Selected text.
In Liberia's capital Monrovia, where the dead have been left unburied on the streets or abandoned in their homes, President Ellen Johnson Sirleaf appealed for divine intervention and ordered three days of fasting and prayer.

And in Sierra Leone, which has the most confirmed infections, 800 troops including 50 military nurses were sent to guard hospitals and clinics treating Ebola patients, an army spokesman said.

"We are making sure that unauthorised people do not disturb the work of health personnel," Colonel Michael Samura said.

At the start of the crisis, some clinics were vandalised and health workers came under attack by youths who accused them of helping to spread the disease.

The soldiers' colleagues coming to the end of a tour with the African Union peacekeeping force in Somalia were ordered Wednesday to remain in the war-torn country rather than risk returning home because of Ebola.

The closed-door WHO meeting was not expected to make a decision until Friday. But the session itself underscored the severity of the threat posed by the disease, which causes severe fever and unstoppable bleeding.

Also Wednesday, a Spanish air force plane left for Liberia to bring an infected Spanish missionary priest home for treatment.

Two Americans who worked for Christian aid agencies in Liberia were brought back to the United States for treatment in recent days.

Problems and tasks.
1. Reproduce the passage of the Ebola report from "The closed-door WHO" to "home for treatment.".
2. According to the Ebola report, how many troops did Sierra Leone send to guard hospitals and clinics treating Ebola patients?
The entries come from a separate source unrelated to the Ebola report.

Information given.
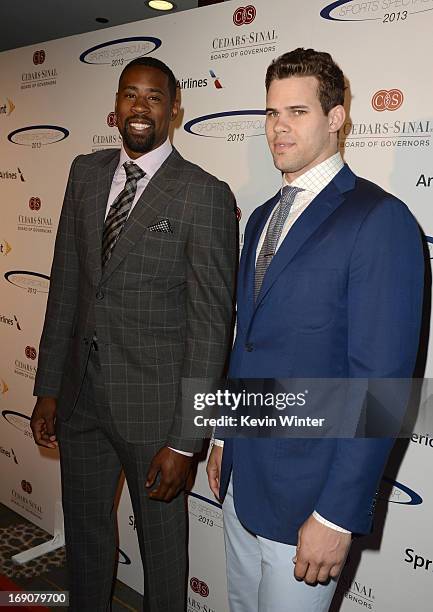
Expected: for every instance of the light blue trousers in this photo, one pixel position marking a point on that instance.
(260, 572)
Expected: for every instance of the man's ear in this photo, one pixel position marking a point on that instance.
(336, 117)
(174, 110)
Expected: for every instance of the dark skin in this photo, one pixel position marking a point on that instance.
(144, 109)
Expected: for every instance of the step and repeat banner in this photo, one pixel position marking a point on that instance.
(57, 100)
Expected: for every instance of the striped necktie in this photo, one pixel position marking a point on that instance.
(119, 210)
(273, 234)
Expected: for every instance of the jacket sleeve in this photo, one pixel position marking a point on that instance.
(62, 300)
(384, 314)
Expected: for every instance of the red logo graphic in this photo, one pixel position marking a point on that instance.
(34, 203)
(199, 587)
(244, 15)
(26, 486)
(30, 352)
(39, 57)
(387, 99)
(112, 119)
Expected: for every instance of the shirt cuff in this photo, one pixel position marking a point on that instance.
(328, 523)
(186, 453)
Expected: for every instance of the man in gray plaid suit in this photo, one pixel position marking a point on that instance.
(141, 295)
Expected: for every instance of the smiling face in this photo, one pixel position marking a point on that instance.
(299, 134)
(144, 109)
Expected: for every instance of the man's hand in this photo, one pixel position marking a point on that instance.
(173, 468)
(321, 552)
(213, 469)
(42, 422)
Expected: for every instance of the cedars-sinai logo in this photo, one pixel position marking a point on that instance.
(30, 352)
(112, 119)
(39, 57)
(385, 99)
(244, 15)
(35, 203)
(26, 487)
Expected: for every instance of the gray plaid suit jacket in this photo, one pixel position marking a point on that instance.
(162, 308)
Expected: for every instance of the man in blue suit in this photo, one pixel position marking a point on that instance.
(330, 286)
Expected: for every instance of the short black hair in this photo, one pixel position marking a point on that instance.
(152, 62)
(308, 62)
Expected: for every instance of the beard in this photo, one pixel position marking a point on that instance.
(139, 143)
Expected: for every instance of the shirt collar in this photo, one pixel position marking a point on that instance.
(316, 179)
(148, 162)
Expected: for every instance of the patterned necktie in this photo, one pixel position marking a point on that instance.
(273, 234)
(119, 210)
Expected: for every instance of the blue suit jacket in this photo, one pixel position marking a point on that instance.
(342, 298)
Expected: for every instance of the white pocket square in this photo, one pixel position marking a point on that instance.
(161, 226)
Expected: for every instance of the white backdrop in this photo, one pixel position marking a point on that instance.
(55, 102)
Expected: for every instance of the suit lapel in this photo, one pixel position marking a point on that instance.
(316, 213)
(103, 180)
(151, 205)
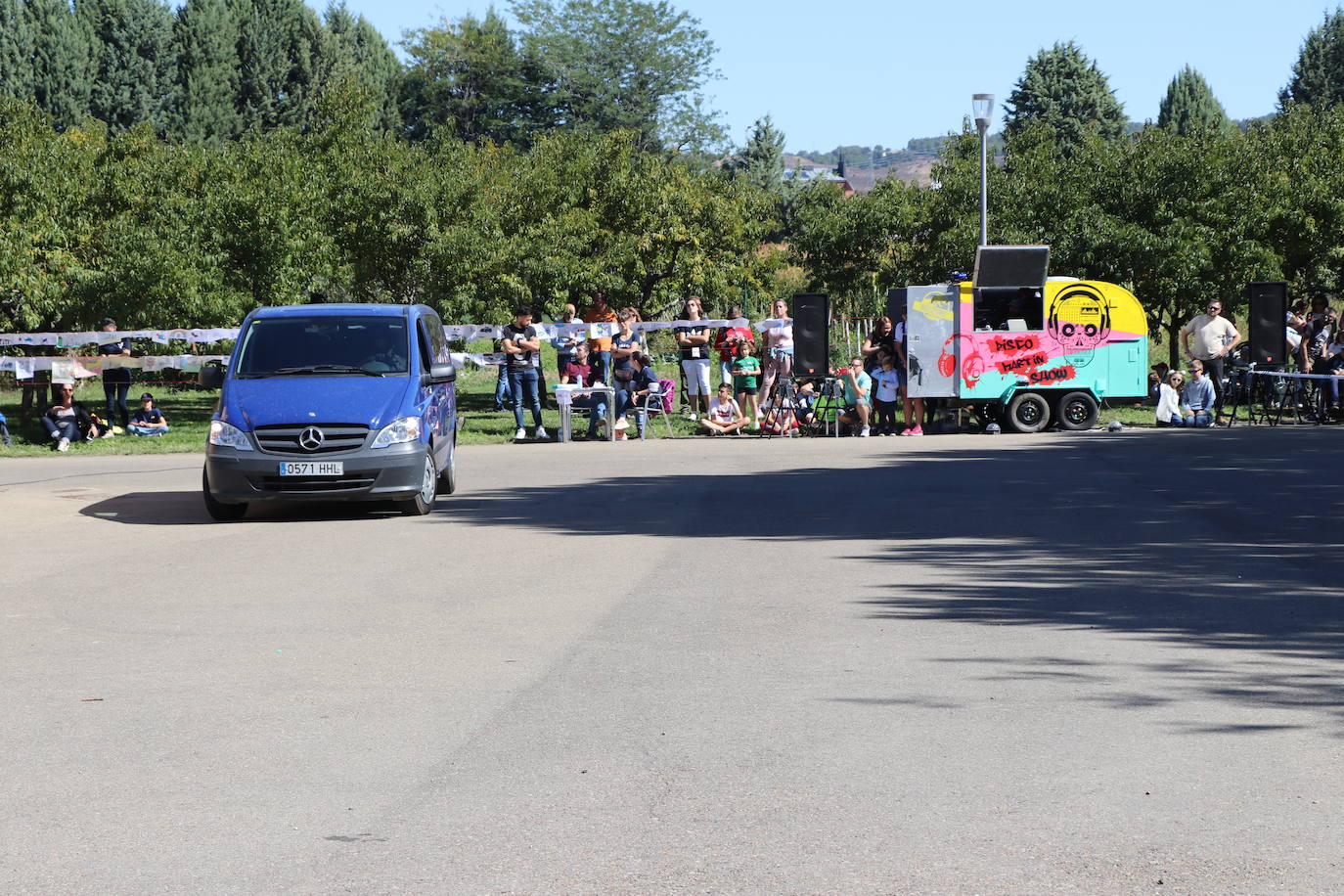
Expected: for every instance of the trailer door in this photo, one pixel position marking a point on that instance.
(931, 352)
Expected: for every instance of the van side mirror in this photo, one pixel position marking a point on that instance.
(439, 374)
(211, 377)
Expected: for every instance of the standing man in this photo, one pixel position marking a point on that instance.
(521, 348)
(1214, 337)
(600, 349)
(115, 381)
(564, 345)
(693, 342)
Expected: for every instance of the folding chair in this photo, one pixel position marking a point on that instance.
(652, 403)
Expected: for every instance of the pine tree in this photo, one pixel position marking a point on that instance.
(1066, 90)
(1189, 107)
(279, 54)
(15, 51)
(205, 86)
(761, 161)
(1319, 71)
(470, 76)
(352, 50)
(62, 61)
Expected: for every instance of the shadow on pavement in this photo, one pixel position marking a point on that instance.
(186, 508)
(1222, 540)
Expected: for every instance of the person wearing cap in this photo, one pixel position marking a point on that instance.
(1214, 336)
(148, 420)
(115, 381)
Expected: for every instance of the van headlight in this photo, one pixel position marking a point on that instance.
(226, 435)
(401, 430)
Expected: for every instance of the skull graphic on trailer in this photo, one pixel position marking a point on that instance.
(1080, 321)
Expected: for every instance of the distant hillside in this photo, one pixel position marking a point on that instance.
(866, 165)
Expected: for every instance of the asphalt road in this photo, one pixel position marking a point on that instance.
(1092, 664)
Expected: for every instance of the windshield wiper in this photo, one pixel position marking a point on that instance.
(323, 368)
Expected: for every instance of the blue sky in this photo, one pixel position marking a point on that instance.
(863, 72)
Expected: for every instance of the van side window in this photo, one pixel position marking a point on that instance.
(437, 340)
(423, 340)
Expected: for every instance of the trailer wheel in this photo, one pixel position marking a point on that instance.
(1028, 413)
(1077, 411)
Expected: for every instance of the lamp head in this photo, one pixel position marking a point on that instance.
(983, 105)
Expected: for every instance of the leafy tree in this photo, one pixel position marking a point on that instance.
(62, 61)
(470, 78)
(15, 51)
(1189, 107)
(1298, 199)
(133, 65)
(1063, 89)
(279, 46)
(1319, 71)
(626, 65)
(203, 98)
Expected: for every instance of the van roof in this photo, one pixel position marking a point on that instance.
(335, 308)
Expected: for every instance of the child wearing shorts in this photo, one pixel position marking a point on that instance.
(746, 373)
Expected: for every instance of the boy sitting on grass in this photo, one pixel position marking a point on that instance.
(725, 416)
(148, 420)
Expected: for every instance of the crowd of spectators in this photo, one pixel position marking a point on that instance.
(750, 368)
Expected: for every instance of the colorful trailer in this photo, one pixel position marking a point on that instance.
(1028, 353)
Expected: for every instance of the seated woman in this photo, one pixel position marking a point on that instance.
(67, 421)
(578, 373)
(725, 416)
(643, 381)
(1171, 409)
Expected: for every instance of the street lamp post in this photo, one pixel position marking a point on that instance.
(983, 104)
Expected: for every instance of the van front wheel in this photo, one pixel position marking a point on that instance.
(424, 500)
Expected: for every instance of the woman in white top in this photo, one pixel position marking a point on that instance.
(725, 414)
(1170, 411)
(779, 349)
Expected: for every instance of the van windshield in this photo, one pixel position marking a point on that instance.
(324, 345)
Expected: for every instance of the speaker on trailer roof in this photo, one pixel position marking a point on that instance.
(895, 304)
(1268, 323)
(811, 335)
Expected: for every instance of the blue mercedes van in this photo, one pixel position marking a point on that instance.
(334, 403)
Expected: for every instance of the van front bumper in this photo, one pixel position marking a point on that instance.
(370, 474)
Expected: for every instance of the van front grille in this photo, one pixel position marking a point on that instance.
(288, 439)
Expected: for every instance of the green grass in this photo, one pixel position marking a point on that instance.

Exercise results.
1.
The closed-door WHO meeting was not expected to make a decision until Friday. But the session itself underscored the severity of the threat posed by the disease, which causes severe fever and unstoppable bleeding.

Also Wednesday, a Spanish air force plane left for Liberia to bring an infected Spanish missionary priest home for treatment.

2. 800 troops, including 50 military nurses.